> [読む文章]:
== == ==

作品名
「よりよき人生」 ‘11年度作品
監督
セドリック・カーン
出演
- ギョーム・カネ
- レイラ・ペクティ
あらすじ
パリに住むヤン(ギョーム・カネ)は、自分のレストランを夢見ながら学
食で働いていた。たまたま求職で訪れたレストランでウェイトレスのナディ
ア(レイラ・ペクティ)と知り合った。ナディアは移民で息子が一人いた。
ある日親子三人で遊びに行った湖畔で、レストランに出来そうな空き家を
発見した。思い立ったヤンはレストランのオープンを決めた。当然まとまっ
た金はなく、銀行でローンを組むことにした。ヤンの返済計画に銀行も快く
融資してくれることになった。レストランがオープンすれば、親子三人のバ
ラ色の生活が待っていた。
当初の予算でうまくいくはずだったが、消防署の建物検査が通らず、さら
なる金が必要になった。おまけに釘を刺されていたにも関わらず、消費者ロ
ーンからも借りたのを知った銀行は、ヤンをブラックリストに入れた。こう
なっては他の公的金融機関から追加融資を望むこともできない。
ヤンは所有権だけを残して経営は友人に譲ってその場を凌いだ。追い詰め
られたナディアは、息子をヤンに預けたままカナダへ出稼ぎに出た。やがて
ナディアからの連絡は途絶えた。借金だらけになったヤンの生活に余裕とい
う言葉はなく、真面目だったスリマンまで捻くれるようになってしまった。
お勧めポイント
1シーンなら悲しく見えても、数シーンなら楽しく思えるのが人生
クレープ一枚買えない生活にも、一人息子は文句を言わずに母親に縋りつき
ます。でもその母親までも音信不通になってしまい、ヤン達の心は荒れていく
一方でした。自分自身も里親に育てられたヤンは、スリマンの言動に腹を立て
ながらも必死に彼を守ります。

== == ==

> [取り組む課題]:
#1 映画「よりよき人生」の紹介文で、銀行がヤンをブラックリストに入れたのはなぜですか。
#2 次の(a)〜(c)が映画「よりよき人生」の紹介文の内容と合っているかどうか、それぞれ「はい」か「いいえ」で答え、根拠となる本文の言葉をそのまま引用しなさい。
(a) ヤンは自分のレストランを夢見ながら学食で働いていた。
(b) 消防署の建物検査には問題なく通った。
(c) ヤンは実の両親に育てられた。
#3 映画「よりよき人生」の紹介文の続きを、最後の文の後から書き進めなさい。

[データセットの行]
== == ==

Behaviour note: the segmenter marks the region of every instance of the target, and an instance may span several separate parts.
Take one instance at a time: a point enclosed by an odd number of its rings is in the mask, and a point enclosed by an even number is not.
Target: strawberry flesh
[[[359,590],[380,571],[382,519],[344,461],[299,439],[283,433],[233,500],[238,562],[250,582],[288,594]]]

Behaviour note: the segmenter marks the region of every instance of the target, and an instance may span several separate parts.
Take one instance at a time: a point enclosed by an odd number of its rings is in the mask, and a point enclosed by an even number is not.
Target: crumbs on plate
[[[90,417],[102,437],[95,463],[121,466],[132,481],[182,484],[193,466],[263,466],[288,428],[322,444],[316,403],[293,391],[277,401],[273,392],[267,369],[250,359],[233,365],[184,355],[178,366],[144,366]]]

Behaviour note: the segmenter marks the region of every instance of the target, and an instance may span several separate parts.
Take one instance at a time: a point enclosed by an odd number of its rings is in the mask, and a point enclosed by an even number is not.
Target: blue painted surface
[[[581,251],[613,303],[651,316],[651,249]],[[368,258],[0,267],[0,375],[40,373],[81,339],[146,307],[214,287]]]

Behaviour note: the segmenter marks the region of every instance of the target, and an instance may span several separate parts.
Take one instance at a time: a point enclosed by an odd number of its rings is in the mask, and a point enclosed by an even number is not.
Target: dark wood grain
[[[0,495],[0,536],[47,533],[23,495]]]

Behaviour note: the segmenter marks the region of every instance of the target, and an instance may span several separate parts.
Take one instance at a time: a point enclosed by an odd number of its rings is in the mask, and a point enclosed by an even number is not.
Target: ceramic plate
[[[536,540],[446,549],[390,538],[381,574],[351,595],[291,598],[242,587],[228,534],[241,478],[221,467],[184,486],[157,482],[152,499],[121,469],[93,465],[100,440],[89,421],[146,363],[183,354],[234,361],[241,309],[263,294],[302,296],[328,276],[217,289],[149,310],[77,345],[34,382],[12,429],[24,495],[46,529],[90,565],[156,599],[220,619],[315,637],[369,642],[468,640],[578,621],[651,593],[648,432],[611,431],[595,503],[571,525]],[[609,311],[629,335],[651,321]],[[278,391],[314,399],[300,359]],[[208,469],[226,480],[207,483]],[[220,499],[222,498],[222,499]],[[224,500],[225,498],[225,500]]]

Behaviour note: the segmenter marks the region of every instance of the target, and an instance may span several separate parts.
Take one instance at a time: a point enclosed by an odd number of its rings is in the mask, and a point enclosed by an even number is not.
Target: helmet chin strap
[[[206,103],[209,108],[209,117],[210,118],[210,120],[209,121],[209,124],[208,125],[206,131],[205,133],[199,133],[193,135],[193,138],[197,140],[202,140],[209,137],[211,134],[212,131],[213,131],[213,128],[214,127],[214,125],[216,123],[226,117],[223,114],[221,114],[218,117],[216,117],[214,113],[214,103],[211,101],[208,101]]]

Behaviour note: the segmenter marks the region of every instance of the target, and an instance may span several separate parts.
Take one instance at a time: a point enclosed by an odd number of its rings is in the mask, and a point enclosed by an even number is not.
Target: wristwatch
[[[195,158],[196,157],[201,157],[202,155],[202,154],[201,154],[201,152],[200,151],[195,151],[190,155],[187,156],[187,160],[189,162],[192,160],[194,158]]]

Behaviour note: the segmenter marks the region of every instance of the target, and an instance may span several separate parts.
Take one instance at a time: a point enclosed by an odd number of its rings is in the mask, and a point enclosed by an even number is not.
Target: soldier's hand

== == ==

> [解答]:
#1 釘を刺されていたにも関わらず、ヤンが消費者ローンからも借りたのを銀行が知ったからです。

#2
(a) はい。「自分のレストランを夢見ながら学食で働いていた」
(b) いいえ。「消防署の建物検査が通らず」
(c) いいえ。「自分自身も里親に育てられた」

#3
自分のこと以上にスリマンの人生を思い悩んだヤンは、二人の人生を掛けた
思い切った行動に出ます。決して褒められた行動ではありませんが、その甲斐
あってスリマンの母親ナディアに再会することが出来ます。消息不明になって
いたナディアがいた場所はどこでしょうか?どうしてそんな場所にいること
になったのでしょうか?物語はヤンとスリマンを中心に進んでいきますが、ナ
ディアも一生懸命に生きていたのです。
この作品の良い所は、ハッピーエンドで終わることです。辛いことばかりが
描かれていてこのまま終わるのは哀しすぎると思っていました。でもそうでは
ないので、どうか最後までヤン、ナディア、スリマンの物語を見守ってあげて
ください。
自分のレストランを持つのがヤンの夢でした。その夢はまだまだ叶わぬもの
でしたが、その代わりにヤンは新しい夢を見つけたのです。
フランスからのヒューマンドラマを、この週末にお楽しみください。
冬の寒さも温かく感じる作品です。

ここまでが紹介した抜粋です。